> ASSIGNMENT: Tally the lines in the following entries that include the word "pattern"; state only the total.

> EXERCISE DATA:
****
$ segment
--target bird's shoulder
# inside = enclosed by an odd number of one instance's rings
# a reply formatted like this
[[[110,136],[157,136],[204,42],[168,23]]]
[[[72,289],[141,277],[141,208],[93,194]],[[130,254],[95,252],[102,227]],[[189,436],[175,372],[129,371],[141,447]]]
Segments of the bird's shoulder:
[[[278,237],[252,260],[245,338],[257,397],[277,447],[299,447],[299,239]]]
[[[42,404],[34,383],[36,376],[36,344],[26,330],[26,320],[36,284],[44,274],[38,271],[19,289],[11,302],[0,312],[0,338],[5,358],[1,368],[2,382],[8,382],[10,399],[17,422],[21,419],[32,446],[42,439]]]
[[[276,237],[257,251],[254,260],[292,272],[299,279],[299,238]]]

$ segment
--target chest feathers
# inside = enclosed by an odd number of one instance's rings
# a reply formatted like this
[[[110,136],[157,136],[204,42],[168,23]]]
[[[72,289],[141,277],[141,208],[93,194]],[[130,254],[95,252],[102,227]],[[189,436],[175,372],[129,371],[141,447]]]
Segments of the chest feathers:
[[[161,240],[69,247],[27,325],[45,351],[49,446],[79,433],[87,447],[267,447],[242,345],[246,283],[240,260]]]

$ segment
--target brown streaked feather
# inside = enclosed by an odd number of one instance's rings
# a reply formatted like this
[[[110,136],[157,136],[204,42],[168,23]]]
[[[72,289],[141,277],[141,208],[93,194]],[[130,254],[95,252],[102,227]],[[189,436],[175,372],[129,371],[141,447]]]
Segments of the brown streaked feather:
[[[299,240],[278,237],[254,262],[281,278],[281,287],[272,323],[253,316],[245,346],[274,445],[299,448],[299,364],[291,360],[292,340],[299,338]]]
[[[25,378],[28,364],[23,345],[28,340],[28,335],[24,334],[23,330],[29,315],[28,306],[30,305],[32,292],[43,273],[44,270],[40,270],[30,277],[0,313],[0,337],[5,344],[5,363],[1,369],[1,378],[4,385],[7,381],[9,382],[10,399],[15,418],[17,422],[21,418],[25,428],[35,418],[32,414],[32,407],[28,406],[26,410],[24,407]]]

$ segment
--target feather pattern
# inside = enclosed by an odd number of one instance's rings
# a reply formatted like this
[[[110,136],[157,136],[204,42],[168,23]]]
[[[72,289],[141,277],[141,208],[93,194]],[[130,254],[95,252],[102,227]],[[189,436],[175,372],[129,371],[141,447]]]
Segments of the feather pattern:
****
> SOLVED EXERCISE: 2